§ **Record extracts**
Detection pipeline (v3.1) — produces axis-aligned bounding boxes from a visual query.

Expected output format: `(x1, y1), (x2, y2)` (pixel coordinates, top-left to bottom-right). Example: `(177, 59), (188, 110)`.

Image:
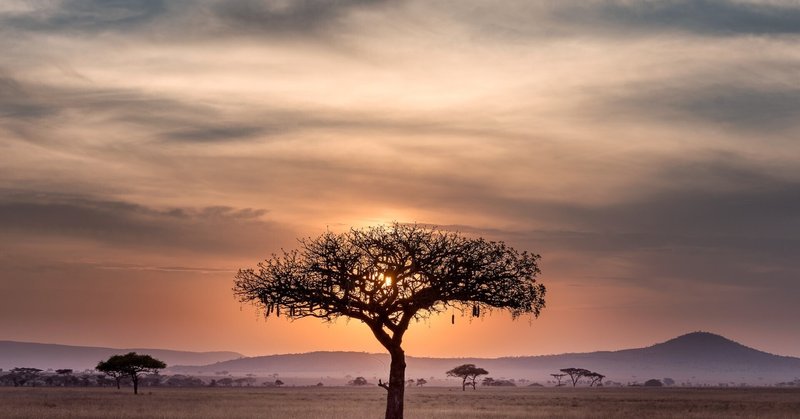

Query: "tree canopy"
(95, 352), (167, 394)
(233, 223), (545, 419)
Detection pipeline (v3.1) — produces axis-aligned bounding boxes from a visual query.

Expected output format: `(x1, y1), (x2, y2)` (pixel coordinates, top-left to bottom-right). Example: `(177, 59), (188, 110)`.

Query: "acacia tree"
(95, 352), (167, 394)
(447, 364), (489, 391)
(233, 223), (545, 419)
(550, 374), (567, 387)
(560, 368), (592, 387)
(586, 372), (606, 387)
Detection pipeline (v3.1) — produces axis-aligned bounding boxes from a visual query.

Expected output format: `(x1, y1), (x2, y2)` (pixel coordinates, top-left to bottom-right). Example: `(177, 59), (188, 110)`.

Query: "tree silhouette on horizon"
(233, 223), (545, 419)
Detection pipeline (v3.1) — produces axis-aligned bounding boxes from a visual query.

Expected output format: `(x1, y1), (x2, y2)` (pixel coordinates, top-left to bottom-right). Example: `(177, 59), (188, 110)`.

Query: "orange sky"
(0, 0), (800, 356)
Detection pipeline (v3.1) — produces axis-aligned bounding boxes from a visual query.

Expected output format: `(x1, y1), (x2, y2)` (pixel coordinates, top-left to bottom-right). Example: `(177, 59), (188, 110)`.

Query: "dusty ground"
(0, 387), (800, 419)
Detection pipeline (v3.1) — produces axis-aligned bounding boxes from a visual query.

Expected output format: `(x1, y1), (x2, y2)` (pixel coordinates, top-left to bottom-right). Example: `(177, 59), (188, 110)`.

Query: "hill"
(171, 332), (800, 385)
(0, 341), (243, 370)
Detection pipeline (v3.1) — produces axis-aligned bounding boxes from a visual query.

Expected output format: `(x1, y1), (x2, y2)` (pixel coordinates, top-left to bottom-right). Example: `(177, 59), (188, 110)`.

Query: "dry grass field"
(0, 387), (800, 419)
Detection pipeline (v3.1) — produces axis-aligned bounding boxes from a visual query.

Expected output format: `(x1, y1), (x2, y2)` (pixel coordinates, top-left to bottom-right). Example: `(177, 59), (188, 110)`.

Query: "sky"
(0, 0), (800, 357)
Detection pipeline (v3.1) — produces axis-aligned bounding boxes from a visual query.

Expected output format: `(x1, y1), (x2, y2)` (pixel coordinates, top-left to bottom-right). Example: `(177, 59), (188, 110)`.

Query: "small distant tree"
(560, 368), (592, 387)
(644, 378), (664, 387)
(550, 374), (567, 387)
(95, 352), (167, 394)
(586, 372), (606, 387)
(347, 377), (369, 386)
(8, 367), (42, 387)
(447, 364), (489, 391)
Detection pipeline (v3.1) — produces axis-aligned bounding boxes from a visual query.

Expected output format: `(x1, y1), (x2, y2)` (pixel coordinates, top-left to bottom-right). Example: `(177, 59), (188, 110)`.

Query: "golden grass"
(0, 387), (800, 419)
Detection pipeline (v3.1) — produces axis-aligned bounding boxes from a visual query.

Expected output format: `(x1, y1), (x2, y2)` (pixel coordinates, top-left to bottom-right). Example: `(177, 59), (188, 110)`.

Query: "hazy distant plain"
(0, 387), (800, 419)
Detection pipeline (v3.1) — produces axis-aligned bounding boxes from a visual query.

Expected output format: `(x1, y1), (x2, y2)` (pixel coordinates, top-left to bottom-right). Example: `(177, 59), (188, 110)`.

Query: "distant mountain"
(171, 332), (800, 385)
(0, 341), (243, 370)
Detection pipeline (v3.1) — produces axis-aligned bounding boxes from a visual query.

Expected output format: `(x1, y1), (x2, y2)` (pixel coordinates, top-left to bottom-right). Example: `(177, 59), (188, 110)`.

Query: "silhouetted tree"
(7, 367), (42, 387)
(550, 374), (567, 387)
(234, 223), (545, 419)
(560, 368), (592, 387)
(447, 364), (489, 391)
(585, 372), (606, 387)
(347, 377), (369, 386)
(95, 352), (167, 394)
(644, 378), (664, 387)
(481, 377), (517, 387)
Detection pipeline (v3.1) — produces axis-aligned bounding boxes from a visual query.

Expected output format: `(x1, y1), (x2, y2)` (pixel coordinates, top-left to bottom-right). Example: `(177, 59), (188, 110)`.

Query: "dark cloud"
(0, 0), (394, 38)
(456, 0), (800, 39)
(594, 82), (800, 134)
(211, 0), (386, 36)
(0, 0), (167, 33)
(0, 191), (288, 255)
(554, 0), (800, 35)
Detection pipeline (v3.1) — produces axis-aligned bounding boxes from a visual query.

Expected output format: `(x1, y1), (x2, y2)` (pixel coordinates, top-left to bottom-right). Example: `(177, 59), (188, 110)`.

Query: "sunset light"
(0, 0), (800, 378)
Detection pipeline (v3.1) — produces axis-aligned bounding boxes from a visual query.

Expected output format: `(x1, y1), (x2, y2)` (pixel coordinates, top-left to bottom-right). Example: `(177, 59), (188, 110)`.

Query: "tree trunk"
(386, 347), (406, 419)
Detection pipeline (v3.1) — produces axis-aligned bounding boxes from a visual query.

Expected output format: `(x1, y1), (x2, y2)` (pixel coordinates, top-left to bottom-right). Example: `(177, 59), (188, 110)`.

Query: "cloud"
(450, 0), (800, 39)
(590, 79), (800, 131)
(0, 0), (167, 33)
(0, 190), (290, 255)
(554, 0), (800, 35)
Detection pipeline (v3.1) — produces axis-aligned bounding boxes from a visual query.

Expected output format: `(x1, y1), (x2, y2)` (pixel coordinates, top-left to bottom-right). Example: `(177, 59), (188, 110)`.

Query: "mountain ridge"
(0, 340), (244, 370)
(0, 332), (800, 385)
(172, 332), (800, 384)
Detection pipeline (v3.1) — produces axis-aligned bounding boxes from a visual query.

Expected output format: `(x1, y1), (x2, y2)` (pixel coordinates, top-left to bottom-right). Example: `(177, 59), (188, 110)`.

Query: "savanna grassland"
(0, 387), (800, 419)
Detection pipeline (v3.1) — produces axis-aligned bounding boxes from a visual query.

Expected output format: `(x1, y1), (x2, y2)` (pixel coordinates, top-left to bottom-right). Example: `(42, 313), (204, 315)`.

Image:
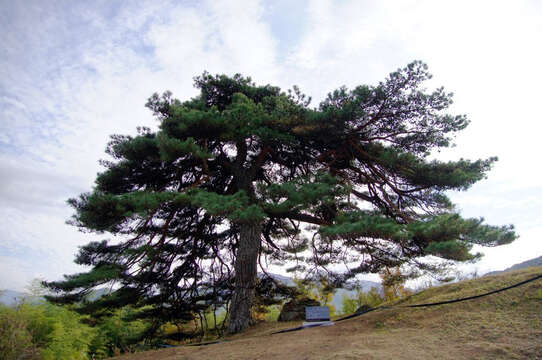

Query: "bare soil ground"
(118, 267), (542, 360)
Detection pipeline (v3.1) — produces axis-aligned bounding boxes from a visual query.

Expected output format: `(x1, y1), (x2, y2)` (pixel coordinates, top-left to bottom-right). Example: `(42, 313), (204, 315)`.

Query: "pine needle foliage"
(47, 61), (516, 330)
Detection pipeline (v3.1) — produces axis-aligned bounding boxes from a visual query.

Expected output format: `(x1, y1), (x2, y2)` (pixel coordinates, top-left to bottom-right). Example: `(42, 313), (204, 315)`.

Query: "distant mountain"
(0, 290), (45, 306)
(259, 273), (383, 311)
(484, 256), (542, 276)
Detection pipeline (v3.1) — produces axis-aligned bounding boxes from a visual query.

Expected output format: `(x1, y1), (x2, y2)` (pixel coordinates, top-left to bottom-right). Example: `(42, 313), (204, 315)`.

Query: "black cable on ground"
(270, 274), (542, 335)
(174, 274), (542, 346)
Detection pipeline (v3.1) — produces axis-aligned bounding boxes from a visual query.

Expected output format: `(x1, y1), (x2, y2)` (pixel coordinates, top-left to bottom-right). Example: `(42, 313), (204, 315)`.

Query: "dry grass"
(115, 267), (542, 360)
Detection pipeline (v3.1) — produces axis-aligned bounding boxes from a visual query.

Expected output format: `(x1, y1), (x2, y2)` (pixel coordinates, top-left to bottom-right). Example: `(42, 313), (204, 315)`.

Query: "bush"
(0, 304), (94, 360)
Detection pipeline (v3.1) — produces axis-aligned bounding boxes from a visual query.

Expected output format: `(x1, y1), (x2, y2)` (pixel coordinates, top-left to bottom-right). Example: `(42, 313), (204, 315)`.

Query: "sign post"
(303, 306), (335, 327)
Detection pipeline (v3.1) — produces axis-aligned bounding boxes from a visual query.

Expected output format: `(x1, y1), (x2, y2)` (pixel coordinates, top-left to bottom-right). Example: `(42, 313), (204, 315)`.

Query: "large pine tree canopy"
(47, 61), (516, 334)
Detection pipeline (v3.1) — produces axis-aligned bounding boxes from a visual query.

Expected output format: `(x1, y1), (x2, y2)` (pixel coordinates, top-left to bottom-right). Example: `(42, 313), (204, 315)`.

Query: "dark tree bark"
(229, 224), (262, 334)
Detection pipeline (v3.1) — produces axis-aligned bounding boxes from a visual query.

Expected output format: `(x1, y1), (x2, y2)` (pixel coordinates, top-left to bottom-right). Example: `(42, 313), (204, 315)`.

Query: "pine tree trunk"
(229, 224), (261, 334)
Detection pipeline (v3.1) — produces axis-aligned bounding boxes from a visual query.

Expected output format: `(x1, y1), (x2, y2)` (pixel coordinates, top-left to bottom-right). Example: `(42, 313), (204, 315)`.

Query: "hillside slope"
(484, 256), (542, 276)
(121, 267), (542, 360)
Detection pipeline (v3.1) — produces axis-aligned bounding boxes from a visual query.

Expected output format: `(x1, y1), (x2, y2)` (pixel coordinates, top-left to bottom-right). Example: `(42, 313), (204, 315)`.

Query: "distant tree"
(48, 61), (516, 333)
(380, 267), (412, 301)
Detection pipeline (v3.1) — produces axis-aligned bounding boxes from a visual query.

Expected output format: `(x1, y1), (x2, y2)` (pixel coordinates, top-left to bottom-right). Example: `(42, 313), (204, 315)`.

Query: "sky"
(0, 0), (542, 290)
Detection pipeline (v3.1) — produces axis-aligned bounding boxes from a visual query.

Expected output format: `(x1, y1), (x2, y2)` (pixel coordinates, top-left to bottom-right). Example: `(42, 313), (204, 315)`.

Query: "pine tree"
(44, 61), (516, 333)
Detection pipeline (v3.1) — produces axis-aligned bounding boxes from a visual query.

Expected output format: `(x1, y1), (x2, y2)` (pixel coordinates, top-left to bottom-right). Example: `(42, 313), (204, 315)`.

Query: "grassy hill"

§ **Short exercise**
Rewrite the lines from the start of the records through the line containing "(0, 0), (800, 356)", changing "Detection pipeline" to "Localization pipeline" everywhere and keeping everything else the same. Leave out the pictures.

§ **Completed task**
Localization pipeline (v3.1) — produces axis-aligned bounding boxes from a visual query.

Expected output format: `(x1, y1), (x2, y2)` (pixel coordinates, top-left to bottom-right). Example: `(177, 59), (188, 110)`.

Image:

Query: "tree canopy"
(95, 352), (167, 394)
(233, 223), (545, 419)
Localization pipeline (v3.1) — produces axis-aligned bounding boxes from a visual query.

Expected output format: `(x1, y1), (x2, y2)` (pixel coordinates, top-left to bottom-right). Example: `(177, 59), (188, 110)`.

Query: "acacia tree"
(95, 352), (167, 394)
(447, 364), (489, 391)
(233, 223), (545, 419)
(550, 374), (567, 387)
(560, 368), (592, 387)
(586, 372), (606, 387)
Localization pipeline (v3.1) — produces axis-aligned bounding boxes from a visual query.

Expected output format: `(x1, y1), (x2, y2)` (pixel coordinates, top-left to bottom-right). Example: `(177, 59), (188, 110)`.

Query: "tree silhouette on horizon"
(233, 223), (545, 419)
Localization pipeline (v3.1) — produces axis-aligned bounding boxes from a visual query.

Expected output format: `(x1, y1), (x2, y2)` (pixel coordinates, top-left to bottom-right). Example: `(177, 59), (188, 110)`.

Query: "orange sky"
(0, 0), (800, 356)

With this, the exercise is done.